_CHALLENGE_
Reproduce only the part of the material that opens with the line containing "Detect any visible white cloud." and closes with the line containing "[190,219,212,234]", requests included. Increase every bounding-box coordinate in its answers by 132.

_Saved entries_
————————

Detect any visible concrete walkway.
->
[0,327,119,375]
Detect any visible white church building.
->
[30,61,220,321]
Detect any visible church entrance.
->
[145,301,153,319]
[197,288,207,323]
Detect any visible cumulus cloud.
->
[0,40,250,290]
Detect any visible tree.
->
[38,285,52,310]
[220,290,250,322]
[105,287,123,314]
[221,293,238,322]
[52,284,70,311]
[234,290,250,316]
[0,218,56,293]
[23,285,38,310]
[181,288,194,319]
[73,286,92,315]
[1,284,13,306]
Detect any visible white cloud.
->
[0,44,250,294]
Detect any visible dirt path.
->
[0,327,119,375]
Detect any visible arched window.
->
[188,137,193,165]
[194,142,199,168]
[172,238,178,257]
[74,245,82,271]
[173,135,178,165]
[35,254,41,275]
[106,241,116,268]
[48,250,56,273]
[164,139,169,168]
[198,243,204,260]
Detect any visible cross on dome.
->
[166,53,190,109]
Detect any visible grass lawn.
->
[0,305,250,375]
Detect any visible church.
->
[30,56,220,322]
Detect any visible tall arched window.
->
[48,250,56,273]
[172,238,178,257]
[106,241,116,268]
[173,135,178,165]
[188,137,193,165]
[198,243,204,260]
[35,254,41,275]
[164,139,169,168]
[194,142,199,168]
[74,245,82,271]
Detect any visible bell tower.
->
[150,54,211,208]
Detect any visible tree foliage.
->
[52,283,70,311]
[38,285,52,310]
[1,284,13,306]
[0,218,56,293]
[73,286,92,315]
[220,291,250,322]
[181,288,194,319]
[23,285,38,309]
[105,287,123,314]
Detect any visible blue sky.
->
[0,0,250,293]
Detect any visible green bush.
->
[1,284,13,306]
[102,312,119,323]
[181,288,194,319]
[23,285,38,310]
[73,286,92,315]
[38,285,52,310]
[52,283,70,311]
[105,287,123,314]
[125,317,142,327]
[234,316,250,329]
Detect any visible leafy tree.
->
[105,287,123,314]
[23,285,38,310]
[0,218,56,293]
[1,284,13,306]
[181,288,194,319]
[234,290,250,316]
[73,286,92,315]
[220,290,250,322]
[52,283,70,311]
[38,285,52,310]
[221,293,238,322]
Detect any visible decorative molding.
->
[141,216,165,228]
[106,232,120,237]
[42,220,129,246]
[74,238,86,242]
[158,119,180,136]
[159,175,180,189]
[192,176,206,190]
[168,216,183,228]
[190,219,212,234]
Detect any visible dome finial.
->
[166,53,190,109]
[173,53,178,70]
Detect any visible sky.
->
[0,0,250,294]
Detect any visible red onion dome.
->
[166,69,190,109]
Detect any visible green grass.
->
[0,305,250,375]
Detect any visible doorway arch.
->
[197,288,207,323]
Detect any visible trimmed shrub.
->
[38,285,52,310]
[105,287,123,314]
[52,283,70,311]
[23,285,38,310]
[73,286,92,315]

————————

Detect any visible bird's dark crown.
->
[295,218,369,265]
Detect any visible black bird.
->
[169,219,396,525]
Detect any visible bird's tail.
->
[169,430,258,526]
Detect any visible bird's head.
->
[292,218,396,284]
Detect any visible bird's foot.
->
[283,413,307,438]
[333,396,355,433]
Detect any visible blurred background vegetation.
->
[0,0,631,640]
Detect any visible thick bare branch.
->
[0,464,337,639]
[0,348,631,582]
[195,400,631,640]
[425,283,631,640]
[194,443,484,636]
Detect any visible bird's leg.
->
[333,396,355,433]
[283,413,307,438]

————————

_ANSWER TO THE PROBLEM_
Detect any visible white cloud.
->
[132,176,382,426]
Detect any visible dirt path.
->
[132,459,251,507]
Detect any visible arched window.
->
[320,269,325,297]
[326,274,331,300]
[304,370,310,389]
[206,377,214,403]
[305,267,310,297]
[167,386,173,407]
[238,373,248,400]
[180,382,188,405]
[296,271,301,300]
[330,375,336,392]
Detect any visible cross on dome.
->
[298,185,322,241]
Detect any visible grass lawn.
->
[132,437,382,507]
Detect any visible church.
->
[162,188,352,454]
Detect any visible tall arched window.
->
[180,382,188,405]
[304,370,310,389]
[238,373,248,400]
[305,267,310,297]
[320,269,325,297]
[330,375,336,392]
[167,386,173,407]
[296,271,301,300]
[326,274,331,300]
[206,377,214,403]
Detect any visible bell tower.
->
[282,186,343,340]
Detect any visible tree foliage.
->
[184,415,202,443]
[170,417,184,442]
[133,416,145,438]
[132,350,188,425]
[205,418,224,447]
[352,423,382,454]
[313,420,326,451]
[155,417,170,441]
[237,419,255,446]
Detect any visible blue sky.
->
[132,132,382,425]
Detect any visible green bush.
->
[133,416,145,438]
[234,444,251,455]
[313,420,326,451]
[155,417,170,442]
[205,418,224,447]
[170,417,184,442]
[184,415,202,443]
[237,419,255,446]
[257,449,274,459]
[366,448,382,461]
Detect any visible leafy tree.
->
[237,419,255,446]
[155,417,170,442]
[132,350,188,425]
[133,416,145,438]
[313,420,326,451]
[366,422,382,448]
[205,418,224,447]
[352,422,382,454]
[184,415,202,443]
[170,417,184,442]
[353,425,370,454]
Detect any visible decorative molding.
->
[273,348,297,360]
[238,364,252,369]
[174,352,261,378]
[206,370,218,374]
[290,251,312,268]
[291,307,312,321]
[324,308,338,322]
[300,348,315,360]
[322,351,344,366]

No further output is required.